TASK GOAL =
Please gather every line in the items below that contains the word "ornament", and copy each one. Case counts.

INPUT MATERIAL =

::::

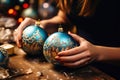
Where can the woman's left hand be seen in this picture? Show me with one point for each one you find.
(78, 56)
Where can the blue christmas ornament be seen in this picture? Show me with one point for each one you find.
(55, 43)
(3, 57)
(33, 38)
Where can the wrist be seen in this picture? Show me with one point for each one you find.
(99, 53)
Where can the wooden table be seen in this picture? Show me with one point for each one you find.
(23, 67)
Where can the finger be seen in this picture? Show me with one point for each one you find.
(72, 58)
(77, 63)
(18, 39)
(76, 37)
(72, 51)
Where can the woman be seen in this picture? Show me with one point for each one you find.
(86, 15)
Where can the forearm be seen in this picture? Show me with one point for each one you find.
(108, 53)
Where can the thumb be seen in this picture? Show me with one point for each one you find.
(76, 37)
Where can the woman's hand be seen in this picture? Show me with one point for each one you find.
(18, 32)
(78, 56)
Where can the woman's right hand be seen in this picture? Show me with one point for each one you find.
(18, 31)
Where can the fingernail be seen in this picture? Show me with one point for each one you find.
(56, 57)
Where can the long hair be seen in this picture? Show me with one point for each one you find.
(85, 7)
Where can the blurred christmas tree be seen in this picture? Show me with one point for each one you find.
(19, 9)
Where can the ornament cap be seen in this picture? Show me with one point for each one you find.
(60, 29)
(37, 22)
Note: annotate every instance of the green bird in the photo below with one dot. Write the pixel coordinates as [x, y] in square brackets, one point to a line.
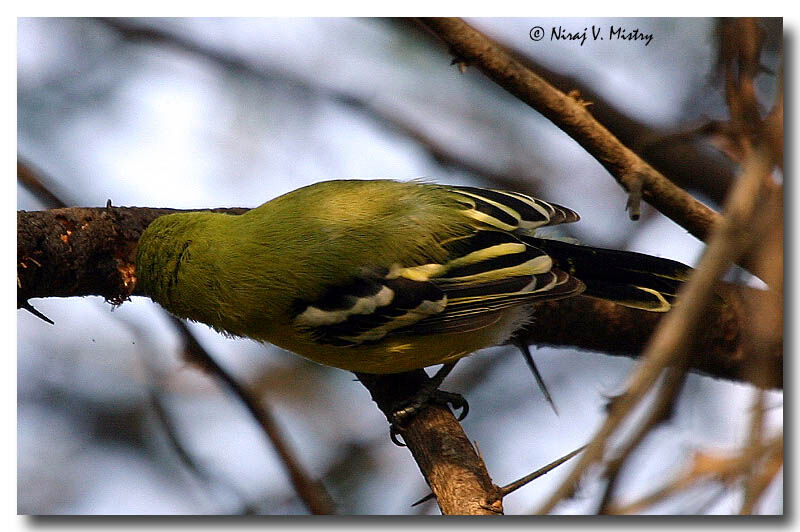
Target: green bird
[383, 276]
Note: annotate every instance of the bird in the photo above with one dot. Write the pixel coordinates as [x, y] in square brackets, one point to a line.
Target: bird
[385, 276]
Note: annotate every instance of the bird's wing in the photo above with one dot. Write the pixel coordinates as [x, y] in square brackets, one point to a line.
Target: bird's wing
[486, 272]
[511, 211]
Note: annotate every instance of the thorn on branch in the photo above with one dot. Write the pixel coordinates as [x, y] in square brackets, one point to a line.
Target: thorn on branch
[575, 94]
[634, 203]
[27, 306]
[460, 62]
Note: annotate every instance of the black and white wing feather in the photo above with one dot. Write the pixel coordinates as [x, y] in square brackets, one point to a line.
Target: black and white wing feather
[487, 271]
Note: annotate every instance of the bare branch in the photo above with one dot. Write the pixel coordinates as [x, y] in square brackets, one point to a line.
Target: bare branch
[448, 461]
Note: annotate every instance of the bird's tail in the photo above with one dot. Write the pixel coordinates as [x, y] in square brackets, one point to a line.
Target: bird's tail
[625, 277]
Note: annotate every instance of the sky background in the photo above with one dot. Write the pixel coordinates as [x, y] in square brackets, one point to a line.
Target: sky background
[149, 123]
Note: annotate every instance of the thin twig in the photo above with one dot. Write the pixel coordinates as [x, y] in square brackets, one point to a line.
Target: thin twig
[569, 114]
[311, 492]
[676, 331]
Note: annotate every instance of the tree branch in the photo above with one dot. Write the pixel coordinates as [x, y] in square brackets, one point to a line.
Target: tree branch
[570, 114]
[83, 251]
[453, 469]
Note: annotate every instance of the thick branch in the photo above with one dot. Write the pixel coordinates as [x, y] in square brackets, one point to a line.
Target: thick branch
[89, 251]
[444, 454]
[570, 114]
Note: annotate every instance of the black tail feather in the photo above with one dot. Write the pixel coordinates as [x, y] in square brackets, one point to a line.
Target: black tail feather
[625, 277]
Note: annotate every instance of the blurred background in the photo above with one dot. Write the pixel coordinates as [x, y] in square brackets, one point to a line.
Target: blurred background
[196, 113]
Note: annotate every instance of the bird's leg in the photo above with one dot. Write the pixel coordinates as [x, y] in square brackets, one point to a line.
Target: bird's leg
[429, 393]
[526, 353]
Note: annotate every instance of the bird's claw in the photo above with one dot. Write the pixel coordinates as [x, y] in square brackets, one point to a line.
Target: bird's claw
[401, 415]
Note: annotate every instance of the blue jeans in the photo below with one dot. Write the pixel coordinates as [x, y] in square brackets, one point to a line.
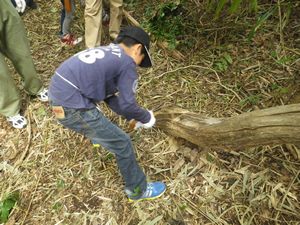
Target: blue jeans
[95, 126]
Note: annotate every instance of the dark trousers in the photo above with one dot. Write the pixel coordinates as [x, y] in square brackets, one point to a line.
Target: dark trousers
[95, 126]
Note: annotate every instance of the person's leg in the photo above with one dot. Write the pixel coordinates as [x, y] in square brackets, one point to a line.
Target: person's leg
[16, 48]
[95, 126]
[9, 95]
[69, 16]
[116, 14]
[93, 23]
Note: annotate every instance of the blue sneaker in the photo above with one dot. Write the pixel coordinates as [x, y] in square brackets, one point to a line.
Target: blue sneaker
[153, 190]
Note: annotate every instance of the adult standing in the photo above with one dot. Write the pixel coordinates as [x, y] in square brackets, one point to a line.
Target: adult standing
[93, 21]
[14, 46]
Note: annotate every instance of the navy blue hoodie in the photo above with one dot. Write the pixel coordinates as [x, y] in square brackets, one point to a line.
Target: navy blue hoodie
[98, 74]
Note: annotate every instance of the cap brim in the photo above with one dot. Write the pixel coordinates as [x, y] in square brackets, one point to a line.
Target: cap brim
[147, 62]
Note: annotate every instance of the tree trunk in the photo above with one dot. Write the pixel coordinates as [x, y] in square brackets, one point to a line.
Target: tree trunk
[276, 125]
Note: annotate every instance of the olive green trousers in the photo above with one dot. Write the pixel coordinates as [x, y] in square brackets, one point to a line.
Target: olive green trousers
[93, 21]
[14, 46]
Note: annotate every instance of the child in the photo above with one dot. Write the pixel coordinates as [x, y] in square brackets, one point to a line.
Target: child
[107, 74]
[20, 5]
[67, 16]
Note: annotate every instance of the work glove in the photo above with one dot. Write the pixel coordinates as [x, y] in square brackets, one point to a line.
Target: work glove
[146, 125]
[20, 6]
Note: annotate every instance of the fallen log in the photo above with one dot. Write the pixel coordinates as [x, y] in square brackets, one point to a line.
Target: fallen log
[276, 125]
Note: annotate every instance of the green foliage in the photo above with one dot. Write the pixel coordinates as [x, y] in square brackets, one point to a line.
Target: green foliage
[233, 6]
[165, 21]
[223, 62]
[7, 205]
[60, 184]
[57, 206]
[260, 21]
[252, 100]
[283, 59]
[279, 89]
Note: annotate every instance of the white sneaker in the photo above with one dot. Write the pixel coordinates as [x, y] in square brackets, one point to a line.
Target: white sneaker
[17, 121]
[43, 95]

::::

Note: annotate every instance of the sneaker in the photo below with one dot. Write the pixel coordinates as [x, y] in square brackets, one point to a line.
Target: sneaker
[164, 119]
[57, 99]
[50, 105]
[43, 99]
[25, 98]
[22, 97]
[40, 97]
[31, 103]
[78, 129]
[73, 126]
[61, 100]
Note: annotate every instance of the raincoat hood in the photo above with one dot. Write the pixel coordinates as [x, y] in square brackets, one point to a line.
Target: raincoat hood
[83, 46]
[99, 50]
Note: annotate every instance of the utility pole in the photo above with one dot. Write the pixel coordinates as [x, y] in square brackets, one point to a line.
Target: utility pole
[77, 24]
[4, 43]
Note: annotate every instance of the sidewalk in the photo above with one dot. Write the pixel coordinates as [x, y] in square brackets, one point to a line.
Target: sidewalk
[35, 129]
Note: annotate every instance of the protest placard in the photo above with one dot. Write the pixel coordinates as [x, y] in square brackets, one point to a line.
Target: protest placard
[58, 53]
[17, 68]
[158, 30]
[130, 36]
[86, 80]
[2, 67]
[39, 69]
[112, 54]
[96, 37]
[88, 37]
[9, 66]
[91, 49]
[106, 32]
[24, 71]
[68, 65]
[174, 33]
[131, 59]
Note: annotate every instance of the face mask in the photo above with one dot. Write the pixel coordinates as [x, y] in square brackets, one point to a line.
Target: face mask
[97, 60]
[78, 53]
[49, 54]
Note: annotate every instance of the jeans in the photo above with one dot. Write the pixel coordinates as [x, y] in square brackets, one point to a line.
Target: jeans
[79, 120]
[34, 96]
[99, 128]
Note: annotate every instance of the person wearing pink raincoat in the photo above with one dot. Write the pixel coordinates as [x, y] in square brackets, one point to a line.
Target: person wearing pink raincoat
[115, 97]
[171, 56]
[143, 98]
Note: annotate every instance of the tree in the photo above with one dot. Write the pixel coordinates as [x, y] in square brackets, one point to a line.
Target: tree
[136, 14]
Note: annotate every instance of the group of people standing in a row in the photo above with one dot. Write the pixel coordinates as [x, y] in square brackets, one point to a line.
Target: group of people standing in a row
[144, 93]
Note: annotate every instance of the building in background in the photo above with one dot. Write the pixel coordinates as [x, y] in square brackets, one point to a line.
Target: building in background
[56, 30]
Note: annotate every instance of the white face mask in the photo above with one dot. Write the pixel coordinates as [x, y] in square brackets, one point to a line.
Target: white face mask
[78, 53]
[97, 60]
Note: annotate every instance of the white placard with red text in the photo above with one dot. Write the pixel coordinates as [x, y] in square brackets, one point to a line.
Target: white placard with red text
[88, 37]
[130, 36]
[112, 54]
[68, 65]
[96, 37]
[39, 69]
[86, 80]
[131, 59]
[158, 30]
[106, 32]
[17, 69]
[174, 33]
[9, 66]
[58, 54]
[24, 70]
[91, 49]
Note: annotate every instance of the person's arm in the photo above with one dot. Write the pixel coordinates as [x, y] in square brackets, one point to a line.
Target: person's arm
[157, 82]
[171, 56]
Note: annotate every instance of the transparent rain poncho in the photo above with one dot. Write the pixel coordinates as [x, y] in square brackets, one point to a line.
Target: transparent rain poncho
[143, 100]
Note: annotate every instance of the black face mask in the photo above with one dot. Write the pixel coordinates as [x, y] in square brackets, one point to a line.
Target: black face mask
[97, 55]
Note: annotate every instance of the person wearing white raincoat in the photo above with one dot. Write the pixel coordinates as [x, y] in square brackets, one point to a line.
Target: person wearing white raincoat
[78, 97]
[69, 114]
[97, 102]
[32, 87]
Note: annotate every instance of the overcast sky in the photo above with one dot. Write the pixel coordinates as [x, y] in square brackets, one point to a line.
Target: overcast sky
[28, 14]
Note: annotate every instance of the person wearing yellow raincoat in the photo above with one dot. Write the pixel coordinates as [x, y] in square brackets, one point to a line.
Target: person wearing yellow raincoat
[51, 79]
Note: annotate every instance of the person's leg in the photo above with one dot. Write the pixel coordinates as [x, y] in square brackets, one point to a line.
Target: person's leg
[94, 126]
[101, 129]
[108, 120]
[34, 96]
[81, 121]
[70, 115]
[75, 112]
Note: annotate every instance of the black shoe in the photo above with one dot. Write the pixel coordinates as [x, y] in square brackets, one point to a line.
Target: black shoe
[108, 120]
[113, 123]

::::

WORKED ANSWER =
Where can the blue christmas ornament be seen in this picture? Show me with one point for each one you find.
Where can the ornament cap be seen in this picture? Show me with one point for each one you find.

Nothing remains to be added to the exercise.